Dataset records:

+++++

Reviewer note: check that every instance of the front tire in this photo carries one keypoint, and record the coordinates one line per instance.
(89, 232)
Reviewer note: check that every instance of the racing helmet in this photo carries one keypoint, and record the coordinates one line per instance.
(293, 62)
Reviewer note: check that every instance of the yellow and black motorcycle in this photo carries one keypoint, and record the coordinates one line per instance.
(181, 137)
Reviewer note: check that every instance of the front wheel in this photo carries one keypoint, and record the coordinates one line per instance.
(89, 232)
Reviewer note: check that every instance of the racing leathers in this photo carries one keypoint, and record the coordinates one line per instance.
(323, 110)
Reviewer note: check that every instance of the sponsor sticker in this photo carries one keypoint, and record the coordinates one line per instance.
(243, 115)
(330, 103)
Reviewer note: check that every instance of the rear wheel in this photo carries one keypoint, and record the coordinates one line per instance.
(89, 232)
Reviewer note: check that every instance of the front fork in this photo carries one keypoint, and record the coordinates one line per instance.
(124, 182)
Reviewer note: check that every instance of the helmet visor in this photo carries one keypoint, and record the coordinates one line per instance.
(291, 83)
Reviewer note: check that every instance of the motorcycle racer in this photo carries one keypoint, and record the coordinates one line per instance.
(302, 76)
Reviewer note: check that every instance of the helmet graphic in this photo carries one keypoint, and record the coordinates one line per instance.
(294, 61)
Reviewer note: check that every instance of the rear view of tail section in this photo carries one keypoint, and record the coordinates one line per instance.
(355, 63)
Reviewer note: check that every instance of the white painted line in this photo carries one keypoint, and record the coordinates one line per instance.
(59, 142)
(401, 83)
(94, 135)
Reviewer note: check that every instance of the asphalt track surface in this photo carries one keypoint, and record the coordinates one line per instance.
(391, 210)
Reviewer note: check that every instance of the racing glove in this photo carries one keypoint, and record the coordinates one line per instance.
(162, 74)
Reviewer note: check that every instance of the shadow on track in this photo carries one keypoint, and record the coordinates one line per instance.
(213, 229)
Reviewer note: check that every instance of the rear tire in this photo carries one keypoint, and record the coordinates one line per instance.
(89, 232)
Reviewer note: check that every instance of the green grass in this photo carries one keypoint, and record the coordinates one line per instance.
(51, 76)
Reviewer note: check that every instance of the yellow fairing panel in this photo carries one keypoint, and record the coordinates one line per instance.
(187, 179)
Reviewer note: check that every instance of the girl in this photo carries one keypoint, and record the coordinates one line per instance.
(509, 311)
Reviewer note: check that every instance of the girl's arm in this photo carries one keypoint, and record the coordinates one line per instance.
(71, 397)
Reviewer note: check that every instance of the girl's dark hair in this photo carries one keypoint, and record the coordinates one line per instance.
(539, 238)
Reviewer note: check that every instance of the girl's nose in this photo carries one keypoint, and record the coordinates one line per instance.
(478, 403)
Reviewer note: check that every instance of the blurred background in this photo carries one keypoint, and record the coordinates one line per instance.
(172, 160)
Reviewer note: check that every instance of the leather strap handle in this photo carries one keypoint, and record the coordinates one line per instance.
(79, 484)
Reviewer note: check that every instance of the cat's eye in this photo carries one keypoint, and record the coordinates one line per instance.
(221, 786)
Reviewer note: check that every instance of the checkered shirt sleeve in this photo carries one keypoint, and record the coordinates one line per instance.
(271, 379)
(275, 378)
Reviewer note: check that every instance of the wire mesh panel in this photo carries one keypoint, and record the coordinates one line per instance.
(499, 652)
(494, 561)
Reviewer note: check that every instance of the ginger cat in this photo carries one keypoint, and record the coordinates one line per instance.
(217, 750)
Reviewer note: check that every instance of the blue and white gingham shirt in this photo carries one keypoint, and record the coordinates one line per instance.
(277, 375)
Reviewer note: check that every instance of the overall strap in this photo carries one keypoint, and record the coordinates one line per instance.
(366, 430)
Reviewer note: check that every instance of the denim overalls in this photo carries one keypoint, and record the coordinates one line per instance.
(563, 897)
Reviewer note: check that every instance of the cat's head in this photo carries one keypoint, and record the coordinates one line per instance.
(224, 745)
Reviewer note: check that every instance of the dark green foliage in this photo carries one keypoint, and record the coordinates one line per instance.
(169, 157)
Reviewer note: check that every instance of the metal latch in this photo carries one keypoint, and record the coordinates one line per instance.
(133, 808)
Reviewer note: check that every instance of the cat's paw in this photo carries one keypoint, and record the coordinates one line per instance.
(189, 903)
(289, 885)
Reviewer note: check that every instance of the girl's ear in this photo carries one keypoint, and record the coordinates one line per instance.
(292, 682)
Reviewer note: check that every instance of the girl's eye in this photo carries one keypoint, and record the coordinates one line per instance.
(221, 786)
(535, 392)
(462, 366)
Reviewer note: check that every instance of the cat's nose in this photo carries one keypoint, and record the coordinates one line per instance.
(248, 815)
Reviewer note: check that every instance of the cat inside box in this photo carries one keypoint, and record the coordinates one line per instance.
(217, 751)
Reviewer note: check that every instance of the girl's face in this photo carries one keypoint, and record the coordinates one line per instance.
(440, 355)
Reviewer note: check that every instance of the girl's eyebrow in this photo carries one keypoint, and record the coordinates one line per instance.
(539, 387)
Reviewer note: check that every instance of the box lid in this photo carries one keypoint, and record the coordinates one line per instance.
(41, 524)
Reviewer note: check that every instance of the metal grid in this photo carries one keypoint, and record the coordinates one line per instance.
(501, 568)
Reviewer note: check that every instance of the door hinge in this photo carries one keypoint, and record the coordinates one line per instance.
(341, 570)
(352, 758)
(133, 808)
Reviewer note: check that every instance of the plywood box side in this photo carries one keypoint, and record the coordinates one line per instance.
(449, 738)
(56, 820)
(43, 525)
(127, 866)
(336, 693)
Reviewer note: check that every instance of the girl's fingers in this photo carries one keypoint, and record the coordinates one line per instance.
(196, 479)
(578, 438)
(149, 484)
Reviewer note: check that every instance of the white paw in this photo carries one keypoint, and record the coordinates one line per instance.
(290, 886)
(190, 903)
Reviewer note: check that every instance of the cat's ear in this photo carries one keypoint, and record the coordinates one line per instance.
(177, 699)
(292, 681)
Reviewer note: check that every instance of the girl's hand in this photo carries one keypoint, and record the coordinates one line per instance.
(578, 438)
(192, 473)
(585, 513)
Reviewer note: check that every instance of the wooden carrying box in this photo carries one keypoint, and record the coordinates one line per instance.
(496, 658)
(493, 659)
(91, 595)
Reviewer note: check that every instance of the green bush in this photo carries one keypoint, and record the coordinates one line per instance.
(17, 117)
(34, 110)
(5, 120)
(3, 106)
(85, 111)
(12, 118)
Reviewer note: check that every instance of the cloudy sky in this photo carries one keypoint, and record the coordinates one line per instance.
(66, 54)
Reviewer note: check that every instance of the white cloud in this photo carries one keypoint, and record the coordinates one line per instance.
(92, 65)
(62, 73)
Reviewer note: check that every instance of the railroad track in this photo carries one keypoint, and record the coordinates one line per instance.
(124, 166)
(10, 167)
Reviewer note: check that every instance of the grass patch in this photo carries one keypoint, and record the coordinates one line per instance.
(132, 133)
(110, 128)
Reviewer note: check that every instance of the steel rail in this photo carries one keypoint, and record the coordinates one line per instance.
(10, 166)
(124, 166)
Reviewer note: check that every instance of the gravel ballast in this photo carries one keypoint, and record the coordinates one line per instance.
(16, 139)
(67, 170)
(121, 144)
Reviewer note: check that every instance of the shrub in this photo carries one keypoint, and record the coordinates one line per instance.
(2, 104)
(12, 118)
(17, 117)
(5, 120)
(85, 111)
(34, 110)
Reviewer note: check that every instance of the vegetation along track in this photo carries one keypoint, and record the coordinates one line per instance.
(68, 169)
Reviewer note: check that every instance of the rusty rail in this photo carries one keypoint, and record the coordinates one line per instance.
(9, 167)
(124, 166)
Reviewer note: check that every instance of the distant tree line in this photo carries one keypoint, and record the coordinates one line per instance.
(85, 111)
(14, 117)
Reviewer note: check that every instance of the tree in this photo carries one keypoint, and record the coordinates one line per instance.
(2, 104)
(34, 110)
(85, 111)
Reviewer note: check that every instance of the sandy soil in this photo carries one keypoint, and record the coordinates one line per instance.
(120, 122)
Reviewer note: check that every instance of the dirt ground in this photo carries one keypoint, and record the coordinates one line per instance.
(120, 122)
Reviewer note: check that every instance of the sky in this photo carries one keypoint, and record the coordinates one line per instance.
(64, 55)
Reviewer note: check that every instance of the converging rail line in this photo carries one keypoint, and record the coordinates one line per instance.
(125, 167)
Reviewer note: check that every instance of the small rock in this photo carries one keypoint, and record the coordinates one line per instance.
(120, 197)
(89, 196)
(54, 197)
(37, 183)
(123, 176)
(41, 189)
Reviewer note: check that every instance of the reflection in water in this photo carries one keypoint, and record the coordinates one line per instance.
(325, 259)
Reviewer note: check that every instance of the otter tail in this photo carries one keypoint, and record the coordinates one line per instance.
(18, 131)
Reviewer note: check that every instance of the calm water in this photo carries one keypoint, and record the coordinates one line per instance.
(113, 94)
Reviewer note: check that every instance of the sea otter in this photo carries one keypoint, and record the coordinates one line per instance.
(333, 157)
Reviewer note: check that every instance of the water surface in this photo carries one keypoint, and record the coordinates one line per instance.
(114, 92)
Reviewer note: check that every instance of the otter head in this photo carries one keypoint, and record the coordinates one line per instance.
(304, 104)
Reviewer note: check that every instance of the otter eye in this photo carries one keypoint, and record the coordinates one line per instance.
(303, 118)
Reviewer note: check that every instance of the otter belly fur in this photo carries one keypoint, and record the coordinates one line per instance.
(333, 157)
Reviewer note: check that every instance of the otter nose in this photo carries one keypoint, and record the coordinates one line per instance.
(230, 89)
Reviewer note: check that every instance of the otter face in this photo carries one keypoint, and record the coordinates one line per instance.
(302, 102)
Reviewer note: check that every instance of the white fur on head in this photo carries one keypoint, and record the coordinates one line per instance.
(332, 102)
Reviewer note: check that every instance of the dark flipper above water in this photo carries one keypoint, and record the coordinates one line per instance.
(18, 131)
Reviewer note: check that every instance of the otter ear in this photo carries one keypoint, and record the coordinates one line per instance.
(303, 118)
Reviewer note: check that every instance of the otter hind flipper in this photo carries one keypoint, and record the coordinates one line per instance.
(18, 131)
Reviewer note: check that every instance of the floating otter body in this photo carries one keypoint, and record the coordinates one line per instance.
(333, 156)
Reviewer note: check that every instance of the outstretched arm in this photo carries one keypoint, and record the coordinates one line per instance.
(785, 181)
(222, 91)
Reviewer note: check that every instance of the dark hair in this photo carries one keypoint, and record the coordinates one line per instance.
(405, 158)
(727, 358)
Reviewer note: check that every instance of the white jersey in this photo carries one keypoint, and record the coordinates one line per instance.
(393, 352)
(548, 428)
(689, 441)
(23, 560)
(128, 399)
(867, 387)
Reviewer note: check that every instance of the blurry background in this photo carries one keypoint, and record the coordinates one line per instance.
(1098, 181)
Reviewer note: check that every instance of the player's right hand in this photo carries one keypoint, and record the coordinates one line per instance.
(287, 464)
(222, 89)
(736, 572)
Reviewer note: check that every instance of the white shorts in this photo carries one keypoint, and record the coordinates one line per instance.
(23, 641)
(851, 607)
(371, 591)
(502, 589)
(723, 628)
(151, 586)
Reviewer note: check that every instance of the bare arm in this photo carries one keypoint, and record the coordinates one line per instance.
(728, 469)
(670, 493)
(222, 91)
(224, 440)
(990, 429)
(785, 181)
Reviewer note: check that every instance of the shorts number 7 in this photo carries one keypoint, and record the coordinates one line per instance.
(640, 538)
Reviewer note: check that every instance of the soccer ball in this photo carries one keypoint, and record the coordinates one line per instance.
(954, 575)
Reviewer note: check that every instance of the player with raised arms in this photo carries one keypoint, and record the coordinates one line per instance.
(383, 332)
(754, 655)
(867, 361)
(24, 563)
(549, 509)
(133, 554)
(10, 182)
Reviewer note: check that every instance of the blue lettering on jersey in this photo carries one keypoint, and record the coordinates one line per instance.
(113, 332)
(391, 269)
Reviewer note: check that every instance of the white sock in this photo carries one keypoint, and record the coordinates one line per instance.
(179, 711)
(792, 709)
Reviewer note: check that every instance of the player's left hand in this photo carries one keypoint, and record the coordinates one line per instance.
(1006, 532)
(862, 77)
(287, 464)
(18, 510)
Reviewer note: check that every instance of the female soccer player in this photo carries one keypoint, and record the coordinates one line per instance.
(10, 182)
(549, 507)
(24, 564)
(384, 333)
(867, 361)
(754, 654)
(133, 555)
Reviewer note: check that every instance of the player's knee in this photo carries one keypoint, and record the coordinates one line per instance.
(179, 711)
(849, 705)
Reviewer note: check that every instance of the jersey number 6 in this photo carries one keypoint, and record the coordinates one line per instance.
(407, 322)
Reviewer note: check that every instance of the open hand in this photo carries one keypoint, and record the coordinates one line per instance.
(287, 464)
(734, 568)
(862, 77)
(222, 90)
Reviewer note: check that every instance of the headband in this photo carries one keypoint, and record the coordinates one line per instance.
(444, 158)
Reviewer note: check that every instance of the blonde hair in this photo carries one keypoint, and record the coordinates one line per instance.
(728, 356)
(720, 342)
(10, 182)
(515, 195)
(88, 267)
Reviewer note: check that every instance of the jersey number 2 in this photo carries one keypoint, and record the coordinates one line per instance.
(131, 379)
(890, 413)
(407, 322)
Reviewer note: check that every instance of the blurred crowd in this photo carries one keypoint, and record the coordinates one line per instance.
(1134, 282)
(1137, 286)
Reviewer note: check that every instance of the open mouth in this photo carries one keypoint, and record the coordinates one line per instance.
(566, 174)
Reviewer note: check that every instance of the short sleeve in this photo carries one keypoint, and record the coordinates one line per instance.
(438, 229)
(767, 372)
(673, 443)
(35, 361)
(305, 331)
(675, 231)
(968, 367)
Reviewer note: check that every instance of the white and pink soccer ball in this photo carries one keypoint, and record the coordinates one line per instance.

+++++

Description of the task: Starting at the line with "Reviewer note: check that every instance of the jersey number 6", copy every line up to and including the last one in the entries above.

Answer in full:
Reviewer note: check that every instance of the jersey number 6 in this photo carries one keypoint, and record the coordinates one line per instance.
(407, 322)
Reviewer note: check that every instance of the open hand in this photo carries one keypoint, and record the coordinates one line per instance.
(287, 464)
(734, 568)
(862, 77)
(222, 90)
Reviewer note: check that every instance of the headband in this photo carries one keypoint, and record the coordinates one line per instance.
(444, 158)
Reviewer note: check that every instance of the blonde hair in this photo carries one keypoint, and record the coordinates one line per instance.
(728, 356)
(720, 342)
(10, 182)
(515, 195)
(88, 267)
Reviewer note: check that every instance of the jersey number 2 in this photo carries one keypoint, and record the coordinates one line per instance.
(131, 379)
(890, 413)
(407, 322)
Reviewer note: check that every instance of the blurred crowd in this photo carries one keypoint, and record the coordinates one line per instance.
(1134, 282)
(1137, 286)
Reviewer note: check that every instance of the open mouth in this photo carries one keypoint, and record the coordinates one line per instance.
(566, 174)
Reviewer note: check that every instance of the short sleeve in this photo carries one keypoint, and record the coordinates one line per instance.
(438, 229)
(767, 372)
(673, 443)
(35, 361)
(305, 331)
(675, 231)
(968, 367)
Reviewer note: check that every instance of the white and pink soccer ball in this photo carries one keypoint, and record the coordinates one line per instance.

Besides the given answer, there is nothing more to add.